**GIVEN EXERCISE**
Return every line of the listing below that contains the string "flower". Matching is case-sensitive.

Stored data:
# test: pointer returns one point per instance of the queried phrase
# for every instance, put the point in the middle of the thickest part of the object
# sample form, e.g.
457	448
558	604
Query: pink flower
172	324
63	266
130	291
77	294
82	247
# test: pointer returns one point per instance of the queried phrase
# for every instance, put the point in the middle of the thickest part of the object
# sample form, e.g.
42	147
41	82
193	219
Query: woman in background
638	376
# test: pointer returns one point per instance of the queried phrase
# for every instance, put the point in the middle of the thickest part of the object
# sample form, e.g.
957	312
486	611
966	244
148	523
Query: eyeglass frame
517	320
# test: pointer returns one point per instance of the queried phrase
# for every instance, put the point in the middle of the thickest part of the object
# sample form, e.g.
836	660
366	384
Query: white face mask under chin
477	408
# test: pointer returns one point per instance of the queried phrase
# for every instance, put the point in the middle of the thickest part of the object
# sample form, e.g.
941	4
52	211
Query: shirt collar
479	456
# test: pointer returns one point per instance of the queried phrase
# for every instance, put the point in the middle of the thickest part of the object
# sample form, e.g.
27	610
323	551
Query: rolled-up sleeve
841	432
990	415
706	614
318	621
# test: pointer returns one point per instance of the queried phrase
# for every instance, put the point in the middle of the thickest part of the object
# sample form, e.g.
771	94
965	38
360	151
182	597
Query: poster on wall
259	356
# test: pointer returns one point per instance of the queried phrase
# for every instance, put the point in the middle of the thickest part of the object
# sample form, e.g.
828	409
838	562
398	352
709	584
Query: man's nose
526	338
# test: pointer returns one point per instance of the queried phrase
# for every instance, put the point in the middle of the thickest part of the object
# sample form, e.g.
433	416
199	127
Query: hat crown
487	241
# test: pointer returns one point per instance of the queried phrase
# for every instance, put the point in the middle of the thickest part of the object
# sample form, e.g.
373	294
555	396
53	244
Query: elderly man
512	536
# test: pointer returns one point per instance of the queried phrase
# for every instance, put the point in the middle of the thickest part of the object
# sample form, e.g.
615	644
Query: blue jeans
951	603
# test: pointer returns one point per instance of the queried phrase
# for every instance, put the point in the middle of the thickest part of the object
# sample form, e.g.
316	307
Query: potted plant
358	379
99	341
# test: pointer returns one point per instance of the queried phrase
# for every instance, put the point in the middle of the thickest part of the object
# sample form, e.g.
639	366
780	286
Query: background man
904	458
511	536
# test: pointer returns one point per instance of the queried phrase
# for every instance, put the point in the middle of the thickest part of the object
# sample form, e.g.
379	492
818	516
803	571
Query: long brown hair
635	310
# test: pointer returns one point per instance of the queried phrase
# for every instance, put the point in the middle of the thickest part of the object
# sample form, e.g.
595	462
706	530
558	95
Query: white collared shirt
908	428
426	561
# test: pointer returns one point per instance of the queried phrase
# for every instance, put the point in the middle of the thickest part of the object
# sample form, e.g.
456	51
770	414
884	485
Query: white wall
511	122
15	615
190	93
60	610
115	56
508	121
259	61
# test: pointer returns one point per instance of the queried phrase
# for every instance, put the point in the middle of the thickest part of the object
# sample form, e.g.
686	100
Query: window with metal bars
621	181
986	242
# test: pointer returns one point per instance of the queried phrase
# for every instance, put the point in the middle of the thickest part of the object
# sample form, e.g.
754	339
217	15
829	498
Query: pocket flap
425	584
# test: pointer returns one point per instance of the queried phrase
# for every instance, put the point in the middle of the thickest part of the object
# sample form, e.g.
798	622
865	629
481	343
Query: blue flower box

**RIGHT ANSWER**
Query: pink flower
Query: blue flower box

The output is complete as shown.